* Required action: A line belongs in the answer if it contains "shadow"; copy every such line from the entries below.

Stored records

☆ ☆ ☆ ☆

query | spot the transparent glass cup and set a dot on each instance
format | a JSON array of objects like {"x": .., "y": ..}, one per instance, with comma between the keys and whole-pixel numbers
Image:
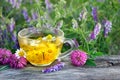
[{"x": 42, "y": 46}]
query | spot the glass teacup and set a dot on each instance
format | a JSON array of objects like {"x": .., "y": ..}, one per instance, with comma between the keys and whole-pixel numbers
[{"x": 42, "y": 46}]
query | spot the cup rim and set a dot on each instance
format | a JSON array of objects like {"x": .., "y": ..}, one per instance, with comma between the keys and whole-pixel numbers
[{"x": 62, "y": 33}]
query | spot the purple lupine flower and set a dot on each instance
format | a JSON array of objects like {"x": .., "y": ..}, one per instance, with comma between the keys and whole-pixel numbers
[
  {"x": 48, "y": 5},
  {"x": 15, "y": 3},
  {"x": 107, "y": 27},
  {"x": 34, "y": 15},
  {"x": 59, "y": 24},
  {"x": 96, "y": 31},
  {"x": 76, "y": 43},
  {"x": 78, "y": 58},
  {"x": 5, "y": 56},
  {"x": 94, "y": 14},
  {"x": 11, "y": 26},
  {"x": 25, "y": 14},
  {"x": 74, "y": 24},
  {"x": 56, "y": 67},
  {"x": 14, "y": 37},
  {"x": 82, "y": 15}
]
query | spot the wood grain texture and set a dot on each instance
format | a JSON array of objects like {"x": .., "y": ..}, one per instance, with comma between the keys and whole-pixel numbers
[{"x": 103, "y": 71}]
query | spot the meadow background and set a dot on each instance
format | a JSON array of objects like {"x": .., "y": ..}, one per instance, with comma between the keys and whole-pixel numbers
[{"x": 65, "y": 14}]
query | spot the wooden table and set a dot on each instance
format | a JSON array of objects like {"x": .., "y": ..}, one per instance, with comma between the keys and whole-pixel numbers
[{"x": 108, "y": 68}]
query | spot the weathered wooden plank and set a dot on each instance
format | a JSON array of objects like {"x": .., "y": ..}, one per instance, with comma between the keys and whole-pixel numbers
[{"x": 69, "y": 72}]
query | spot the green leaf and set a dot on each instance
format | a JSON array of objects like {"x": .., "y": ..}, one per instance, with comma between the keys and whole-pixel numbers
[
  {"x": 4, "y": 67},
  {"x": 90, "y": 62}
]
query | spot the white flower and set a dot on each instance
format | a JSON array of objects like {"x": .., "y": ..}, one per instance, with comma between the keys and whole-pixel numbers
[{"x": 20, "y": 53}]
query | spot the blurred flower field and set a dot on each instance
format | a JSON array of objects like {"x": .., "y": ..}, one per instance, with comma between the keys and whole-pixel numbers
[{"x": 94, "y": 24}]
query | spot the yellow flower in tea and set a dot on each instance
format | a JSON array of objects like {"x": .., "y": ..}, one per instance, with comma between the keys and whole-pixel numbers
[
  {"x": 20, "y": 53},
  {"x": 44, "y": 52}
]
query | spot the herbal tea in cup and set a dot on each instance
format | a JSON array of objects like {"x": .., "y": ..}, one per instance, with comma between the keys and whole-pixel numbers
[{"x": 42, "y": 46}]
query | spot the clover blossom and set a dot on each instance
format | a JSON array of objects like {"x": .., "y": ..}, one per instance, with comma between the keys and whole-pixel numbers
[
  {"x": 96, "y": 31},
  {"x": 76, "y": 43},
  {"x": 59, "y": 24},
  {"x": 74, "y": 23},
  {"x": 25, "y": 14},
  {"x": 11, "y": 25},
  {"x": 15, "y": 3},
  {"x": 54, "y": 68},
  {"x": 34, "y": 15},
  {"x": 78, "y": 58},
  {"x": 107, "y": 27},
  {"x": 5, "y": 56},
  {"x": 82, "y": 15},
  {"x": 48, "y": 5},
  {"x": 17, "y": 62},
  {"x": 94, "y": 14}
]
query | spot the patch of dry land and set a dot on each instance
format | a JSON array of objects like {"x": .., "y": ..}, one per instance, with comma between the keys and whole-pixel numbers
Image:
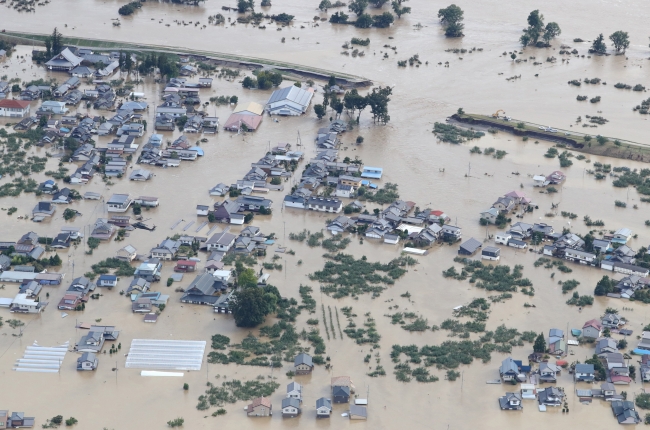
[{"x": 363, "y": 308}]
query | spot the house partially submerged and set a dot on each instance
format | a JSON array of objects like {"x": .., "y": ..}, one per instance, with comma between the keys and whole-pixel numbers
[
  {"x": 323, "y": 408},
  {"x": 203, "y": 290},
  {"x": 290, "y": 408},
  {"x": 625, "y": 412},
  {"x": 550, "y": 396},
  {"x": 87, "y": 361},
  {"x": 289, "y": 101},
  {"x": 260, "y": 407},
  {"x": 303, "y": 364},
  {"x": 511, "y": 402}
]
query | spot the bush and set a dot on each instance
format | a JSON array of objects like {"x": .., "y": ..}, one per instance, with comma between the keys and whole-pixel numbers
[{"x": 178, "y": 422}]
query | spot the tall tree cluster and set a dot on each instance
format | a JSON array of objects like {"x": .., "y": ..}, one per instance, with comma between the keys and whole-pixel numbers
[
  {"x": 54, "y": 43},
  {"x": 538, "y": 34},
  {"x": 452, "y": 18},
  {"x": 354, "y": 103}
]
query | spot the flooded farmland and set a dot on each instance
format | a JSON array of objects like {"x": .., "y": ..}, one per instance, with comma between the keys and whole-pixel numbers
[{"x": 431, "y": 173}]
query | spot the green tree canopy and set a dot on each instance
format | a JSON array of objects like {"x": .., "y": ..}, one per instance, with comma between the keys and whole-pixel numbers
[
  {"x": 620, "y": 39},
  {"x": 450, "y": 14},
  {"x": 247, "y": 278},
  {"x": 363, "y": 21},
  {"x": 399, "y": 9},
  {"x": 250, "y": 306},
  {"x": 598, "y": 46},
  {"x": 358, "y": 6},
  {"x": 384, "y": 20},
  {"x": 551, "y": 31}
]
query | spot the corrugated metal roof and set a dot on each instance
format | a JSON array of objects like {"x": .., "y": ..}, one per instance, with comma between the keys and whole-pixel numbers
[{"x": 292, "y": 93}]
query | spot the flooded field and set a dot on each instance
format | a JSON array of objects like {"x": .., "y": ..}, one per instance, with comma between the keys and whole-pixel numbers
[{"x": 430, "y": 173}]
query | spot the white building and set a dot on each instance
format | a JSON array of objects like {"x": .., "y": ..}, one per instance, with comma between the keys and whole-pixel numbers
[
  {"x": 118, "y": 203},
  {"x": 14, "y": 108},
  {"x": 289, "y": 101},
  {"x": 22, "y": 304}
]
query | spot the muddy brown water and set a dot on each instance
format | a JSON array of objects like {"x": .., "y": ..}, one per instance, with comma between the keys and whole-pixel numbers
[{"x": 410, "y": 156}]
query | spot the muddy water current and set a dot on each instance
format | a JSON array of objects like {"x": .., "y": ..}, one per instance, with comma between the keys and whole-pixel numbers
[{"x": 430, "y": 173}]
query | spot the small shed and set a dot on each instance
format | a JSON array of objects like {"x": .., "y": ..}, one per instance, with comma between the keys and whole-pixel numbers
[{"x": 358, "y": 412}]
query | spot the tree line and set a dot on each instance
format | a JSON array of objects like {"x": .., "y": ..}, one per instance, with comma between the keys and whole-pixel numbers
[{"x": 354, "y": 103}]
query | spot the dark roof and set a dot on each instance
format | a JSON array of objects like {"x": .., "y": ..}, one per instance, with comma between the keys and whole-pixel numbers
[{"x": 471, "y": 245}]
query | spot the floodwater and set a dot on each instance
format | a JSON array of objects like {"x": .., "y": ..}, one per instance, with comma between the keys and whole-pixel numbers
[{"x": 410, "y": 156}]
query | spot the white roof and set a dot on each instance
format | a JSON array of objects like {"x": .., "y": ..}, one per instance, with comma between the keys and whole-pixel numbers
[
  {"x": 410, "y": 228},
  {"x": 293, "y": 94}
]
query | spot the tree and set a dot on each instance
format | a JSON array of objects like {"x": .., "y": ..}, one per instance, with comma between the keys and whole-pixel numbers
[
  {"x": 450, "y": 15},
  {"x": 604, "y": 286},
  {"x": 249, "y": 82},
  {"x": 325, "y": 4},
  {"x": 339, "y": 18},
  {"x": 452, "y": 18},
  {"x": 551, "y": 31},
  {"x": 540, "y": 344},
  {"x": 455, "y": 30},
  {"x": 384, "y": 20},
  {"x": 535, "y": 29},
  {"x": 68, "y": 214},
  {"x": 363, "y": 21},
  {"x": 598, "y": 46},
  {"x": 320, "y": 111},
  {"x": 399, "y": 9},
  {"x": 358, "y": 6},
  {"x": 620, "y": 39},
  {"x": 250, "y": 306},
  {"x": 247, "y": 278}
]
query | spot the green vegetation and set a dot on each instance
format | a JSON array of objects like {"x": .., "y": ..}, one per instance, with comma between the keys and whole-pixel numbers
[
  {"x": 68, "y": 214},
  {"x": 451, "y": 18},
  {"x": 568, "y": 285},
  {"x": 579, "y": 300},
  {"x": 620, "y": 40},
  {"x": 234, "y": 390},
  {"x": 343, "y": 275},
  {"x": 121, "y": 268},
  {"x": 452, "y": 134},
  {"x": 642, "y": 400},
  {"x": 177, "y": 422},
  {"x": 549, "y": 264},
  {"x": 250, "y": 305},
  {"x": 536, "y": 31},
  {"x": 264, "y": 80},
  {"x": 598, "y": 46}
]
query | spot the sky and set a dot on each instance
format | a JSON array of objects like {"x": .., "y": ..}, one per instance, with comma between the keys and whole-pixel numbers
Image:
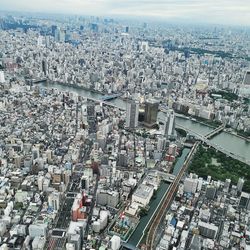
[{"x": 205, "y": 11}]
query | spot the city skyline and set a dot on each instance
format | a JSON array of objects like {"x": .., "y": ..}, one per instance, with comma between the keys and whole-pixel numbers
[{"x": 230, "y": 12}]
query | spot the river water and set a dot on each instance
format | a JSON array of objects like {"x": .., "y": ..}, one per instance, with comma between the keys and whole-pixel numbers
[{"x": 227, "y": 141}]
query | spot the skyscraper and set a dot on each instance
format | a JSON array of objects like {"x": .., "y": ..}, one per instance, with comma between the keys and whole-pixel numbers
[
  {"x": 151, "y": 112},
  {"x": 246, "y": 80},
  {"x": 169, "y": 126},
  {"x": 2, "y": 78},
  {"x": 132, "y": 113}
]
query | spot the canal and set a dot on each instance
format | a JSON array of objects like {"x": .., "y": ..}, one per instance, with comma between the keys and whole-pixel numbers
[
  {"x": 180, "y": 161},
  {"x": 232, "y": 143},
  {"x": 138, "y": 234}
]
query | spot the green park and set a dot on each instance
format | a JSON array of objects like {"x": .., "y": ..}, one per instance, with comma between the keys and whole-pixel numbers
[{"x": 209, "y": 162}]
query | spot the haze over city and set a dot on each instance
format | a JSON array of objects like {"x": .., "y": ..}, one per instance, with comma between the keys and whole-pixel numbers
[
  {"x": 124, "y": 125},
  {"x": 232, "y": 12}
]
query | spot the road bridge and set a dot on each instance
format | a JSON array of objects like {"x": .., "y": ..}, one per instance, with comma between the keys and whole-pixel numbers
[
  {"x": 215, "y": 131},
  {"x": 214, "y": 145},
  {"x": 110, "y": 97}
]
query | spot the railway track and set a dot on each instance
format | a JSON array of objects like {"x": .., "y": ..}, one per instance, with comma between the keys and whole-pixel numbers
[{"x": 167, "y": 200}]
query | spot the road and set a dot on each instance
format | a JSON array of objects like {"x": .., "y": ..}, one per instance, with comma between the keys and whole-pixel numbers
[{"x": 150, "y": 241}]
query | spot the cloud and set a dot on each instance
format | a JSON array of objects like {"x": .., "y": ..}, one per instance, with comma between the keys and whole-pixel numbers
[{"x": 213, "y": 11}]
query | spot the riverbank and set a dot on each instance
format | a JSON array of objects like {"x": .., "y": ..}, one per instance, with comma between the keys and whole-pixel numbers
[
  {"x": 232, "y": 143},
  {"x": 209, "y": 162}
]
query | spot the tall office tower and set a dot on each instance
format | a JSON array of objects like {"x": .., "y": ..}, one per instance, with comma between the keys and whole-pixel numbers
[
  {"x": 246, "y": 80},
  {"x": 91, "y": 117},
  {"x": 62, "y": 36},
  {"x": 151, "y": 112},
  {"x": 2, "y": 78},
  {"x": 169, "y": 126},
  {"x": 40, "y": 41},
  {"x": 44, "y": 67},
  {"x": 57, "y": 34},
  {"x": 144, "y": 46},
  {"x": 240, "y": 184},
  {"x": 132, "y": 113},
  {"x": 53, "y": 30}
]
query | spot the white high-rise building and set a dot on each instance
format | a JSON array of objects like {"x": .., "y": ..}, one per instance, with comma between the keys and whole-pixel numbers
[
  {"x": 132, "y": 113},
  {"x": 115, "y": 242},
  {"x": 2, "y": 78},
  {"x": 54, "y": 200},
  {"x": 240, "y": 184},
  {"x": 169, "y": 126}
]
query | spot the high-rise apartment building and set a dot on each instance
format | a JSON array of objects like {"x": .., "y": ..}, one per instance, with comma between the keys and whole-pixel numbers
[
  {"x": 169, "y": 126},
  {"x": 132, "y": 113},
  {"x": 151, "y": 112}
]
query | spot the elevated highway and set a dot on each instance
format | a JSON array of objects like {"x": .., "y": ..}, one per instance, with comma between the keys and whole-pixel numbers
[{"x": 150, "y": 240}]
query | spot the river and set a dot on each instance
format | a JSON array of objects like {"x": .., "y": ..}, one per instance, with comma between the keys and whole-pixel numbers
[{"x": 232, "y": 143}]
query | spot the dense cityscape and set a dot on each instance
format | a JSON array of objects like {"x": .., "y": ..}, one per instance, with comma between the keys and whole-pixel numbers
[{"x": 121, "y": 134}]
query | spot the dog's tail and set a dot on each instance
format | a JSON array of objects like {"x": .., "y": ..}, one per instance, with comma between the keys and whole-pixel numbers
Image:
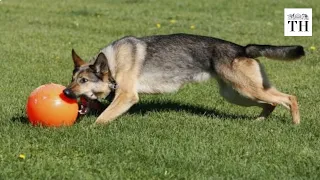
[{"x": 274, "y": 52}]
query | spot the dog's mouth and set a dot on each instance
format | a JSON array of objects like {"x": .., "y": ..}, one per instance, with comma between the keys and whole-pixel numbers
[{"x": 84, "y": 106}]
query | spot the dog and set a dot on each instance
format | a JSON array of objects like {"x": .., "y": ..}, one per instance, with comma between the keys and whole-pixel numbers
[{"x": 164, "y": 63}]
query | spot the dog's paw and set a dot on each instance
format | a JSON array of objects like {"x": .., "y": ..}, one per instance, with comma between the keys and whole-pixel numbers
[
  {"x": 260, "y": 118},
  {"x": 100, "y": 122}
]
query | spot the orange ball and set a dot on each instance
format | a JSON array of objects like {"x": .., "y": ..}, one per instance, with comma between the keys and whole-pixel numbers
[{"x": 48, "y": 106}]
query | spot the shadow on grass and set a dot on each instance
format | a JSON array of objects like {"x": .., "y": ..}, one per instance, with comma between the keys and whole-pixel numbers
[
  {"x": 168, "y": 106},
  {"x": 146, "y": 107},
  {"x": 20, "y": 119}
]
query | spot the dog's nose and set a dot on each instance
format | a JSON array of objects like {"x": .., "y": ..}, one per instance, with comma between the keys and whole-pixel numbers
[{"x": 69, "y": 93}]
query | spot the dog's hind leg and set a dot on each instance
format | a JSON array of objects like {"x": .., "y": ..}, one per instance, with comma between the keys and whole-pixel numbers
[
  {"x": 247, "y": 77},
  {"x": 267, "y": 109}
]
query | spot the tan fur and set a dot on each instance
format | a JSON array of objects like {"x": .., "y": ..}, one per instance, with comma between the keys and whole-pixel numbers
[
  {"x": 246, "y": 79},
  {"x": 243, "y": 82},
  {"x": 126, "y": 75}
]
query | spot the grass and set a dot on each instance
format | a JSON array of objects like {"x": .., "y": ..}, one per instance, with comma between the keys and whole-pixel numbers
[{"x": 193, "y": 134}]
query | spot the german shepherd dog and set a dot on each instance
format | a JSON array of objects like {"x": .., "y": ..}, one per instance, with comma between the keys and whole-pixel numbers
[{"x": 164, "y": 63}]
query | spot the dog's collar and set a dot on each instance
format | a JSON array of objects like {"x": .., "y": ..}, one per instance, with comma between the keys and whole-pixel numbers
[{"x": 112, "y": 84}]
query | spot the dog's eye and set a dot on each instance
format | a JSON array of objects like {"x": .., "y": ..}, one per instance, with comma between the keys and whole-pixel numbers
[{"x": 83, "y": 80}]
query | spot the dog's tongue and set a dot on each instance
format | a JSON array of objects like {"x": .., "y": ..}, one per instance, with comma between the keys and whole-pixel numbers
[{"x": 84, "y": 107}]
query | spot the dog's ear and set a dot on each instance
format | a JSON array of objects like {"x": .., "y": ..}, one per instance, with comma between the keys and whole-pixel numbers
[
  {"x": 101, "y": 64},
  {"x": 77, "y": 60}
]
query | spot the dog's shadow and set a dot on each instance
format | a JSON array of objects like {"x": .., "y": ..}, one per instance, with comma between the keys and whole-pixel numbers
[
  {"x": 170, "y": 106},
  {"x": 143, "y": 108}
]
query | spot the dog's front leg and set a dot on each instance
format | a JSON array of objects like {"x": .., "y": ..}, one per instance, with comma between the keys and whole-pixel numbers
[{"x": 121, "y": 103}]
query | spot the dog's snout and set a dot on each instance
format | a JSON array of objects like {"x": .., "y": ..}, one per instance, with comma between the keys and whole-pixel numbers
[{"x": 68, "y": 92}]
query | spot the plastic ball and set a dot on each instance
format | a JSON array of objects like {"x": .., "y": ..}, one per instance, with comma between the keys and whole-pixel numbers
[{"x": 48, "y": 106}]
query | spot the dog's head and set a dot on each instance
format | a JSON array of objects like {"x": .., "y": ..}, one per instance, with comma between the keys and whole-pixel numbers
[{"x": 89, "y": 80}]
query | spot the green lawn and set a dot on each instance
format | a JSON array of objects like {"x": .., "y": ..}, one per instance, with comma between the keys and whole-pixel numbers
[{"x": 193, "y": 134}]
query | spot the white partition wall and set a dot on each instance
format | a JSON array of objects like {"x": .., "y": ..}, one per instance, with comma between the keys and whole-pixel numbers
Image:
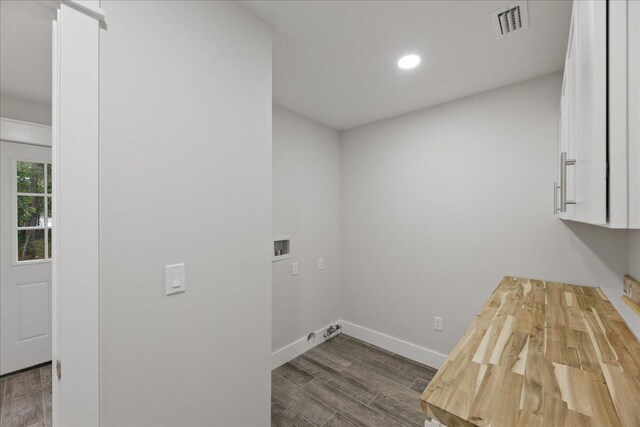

☆ ☆ ☆ ☆

* Exercise response:
query | spot the shadow on grass and set a dot on each instance
query | spot the dog's shadow and set a dot on each instance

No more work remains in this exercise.